→ **TESTO DI LETTURA**:
------------------------------------------------

N° 6 - Giugno 2022
CONCILIO LATERANENSE II (1139) ( X ecumenico )
di Antonio Ratti

 

Con il Concilio Lateranense I è cominciata una serie di Concili ecumenici ravvicinati tra loro nel tempo, oltre ad altri locali, dove i temi prettamente religiosi sono marginali.
In realtà il tardo medioevo è un periodo difficile e torbido, che somiglia a quello attuale, spezzettato in mille spregevoli eventi. Sono secoli  molto turbolenti e instabili, dove a governare e a comandare sono i più forti, i più spericolati e brutali.

------------------------------------------------

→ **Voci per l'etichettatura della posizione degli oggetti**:

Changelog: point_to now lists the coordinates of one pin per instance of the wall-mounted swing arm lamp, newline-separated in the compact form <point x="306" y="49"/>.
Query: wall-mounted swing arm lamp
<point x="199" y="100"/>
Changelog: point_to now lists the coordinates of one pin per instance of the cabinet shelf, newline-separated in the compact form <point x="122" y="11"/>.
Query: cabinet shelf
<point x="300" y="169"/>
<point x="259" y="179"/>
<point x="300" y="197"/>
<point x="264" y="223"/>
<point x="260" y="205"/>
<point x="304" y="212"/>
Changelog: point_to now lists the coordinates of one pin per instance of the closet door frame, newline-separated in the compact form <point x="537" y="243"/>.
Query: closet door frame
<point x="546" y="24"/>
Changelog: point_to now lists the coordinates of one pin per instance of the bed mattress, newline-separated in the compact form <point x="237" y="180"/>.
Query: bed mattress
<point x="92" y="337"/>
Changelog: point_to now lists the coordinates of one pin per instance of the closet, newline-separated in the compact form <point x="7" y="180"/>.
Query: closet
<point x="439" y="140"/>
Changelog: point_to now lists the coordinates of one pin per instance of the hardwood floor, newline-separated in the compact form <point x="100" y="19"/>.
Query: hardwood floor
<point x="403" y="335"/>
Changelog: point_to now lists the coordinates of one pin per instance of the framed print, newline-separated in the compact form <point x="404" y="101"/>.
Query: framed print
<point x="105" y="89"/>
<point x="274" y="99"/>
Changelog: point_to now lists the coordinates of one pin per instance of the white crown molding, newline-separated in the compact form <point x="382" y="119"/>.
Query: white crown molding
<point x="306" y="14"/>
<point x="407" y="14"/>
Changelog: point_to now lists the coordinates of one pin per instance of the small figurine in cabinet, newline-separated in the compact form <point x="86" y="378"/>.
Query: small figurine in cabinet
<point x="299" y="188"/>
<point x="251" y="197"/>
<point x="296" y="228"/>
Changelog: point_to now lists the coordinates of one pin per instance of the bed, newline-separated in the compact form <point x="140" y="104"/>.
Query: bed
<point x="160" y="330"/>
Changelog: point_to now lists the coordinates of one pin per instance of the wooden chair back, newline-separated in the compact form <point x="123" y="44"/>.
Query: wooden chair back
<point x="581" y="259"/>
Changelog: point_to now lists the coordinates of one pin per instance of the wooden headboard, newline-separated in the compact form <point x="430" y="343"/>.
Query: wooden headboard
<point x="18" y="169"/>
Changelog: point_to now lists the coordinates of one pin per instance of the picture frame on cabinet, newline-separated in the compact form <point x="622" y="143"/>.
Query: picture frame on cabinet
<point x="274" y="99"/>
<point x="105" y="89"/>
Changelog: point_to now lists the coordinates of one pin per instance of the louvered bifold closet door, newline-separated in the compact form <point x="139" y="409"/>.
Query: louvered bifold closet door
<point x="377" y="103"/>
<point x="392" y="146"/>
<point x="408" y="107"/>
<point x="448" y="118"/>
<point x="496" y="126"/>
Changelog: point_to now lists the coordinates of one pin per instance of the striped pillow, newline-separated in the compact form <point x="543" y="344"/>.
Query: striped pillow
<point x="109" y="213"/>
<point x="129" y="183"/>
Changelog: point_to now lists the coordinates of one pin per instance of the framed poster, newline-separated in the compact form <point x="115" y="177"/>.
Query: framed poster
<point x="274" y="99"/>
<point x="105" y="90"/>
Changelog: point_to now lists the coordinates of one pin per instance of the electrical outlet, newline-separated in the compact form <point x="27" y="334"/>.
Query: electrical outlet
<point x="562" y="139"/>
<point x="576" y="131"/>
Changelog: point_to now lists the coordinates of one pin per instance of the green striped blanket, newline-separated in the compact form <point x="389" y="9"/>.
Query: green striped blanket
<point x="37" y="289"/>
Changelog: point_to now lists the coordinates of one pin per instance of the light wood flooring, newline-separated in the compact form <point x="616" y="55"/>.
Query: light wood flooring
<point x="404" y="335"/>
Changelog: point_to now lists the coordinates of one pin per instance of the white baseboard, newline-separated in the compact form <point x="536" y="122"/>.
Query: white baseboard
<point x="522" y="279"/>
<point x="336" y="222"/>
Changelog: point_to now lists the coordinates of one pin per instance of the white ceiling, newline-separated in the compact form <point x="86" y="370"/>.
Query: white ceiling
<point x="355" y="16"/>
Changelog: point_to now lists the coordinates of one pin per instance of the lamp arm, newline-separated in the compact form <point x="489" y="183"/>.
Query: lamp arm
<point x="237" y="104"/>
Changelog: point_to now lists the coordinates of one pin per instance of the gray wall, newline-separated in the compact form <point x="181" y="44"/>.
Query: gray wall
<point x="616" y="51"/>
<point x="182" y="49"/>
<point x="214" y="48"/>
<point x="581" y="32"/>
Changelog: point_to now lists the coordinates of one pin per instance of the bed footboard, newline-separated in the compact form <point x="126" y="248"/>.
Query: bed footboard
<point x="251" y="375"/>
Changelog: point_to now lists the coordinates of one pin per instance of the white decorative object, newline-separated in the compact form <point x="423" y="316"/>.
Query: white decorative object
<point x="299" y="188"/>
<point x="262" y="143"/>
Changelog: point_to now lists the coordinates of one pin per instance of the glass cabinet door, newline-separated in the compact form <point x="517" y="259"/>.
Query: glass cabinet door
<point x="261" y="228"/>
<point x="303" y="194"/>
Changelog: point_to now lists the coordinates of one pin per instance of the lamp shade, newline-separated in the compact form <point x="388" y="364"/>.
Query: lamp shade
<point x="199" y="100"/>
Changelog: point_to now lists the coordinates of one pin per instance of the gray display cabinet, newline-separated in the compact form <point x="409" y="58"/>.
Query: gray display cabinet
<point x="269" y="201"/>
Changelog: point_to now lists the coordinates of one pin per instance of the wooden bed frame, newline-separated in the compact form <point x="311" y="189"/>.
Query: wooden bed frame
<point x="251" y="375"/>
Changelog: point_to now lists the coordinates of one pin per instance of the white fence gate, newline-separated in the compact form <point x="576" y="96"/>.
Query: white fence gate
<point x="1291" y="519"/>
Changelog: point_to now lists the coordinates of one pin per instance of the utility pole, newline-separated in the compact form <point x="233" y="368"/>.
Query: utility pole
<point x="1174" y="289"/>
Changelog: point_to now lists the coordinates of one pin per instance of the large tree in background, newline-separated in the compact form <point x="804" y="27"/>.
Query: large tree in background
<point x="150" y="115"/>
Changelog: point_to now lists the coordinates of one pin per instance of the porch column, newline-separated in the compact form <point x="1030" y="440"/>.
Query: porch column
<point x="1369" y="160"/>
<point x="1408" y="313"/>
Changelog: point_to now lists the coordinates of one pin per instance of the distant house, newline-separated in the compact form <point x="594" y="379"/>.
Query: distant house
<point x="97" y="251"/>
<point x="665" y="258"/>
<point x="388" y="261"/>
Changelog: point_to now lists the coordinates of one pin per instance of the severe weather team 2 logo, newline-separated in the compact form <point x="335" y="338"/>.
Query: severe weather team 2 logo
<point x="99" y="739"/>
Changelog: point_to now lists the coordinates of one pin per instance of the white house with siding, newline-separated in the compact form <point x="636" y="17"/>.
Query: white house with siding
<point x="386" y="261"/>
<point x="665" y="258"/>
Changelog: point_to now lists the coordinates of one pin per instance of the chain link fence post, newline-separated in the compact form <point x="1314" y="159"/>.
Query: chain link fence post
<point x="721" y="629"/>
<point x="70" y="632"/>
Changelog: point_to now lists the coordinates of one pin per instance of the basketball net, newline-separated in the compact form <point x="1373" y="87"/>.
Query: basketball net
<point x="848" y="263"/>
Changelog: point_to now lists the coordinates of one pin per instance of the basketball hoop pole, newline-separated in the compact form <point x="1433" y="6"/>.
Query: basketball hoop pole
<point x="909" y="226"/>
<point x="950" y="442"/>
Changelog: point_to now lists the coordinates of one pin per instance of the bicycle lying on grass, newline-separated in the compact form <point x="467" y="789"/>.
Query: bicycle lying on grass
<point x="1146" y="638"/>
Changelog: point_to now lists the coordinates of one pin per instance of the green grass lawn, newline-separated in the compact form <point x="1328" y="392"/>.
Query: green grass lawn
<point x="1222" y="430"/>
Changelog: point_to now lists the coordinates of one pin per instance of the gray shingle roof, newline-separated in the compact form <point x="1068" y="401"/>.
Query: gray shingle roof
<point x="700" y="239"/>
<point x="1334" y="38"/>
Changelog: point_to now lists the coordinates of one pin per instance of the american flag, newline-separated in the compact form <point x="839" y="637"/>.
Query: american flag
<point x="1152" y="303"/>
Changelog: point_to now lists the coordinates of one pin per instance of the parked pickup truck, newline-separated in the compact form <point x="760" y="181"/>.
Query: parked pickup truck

------------------------------------------------

→ **COMPITO**:
Riscrivi parola per parola il testo sul Concilio Lateranense II riportato sopra, tutto quanto va da "N° 6 - Giugno" giù fino a "religiosi sono marginali.".

→ **RISPOSTA AL COMPITO**:
N° 6 - Giugno 2022
CONCILIO LATERANENSE II (1139) ( X ecumenico )
di Antonio Ratti

 

Con il Concilio Lateranense I è cominciata una serie di Concili ecumenici ravvicinati tra loro nel tempo, oltre ad altri locali, dove i temi prettamente religiosi sono marginali.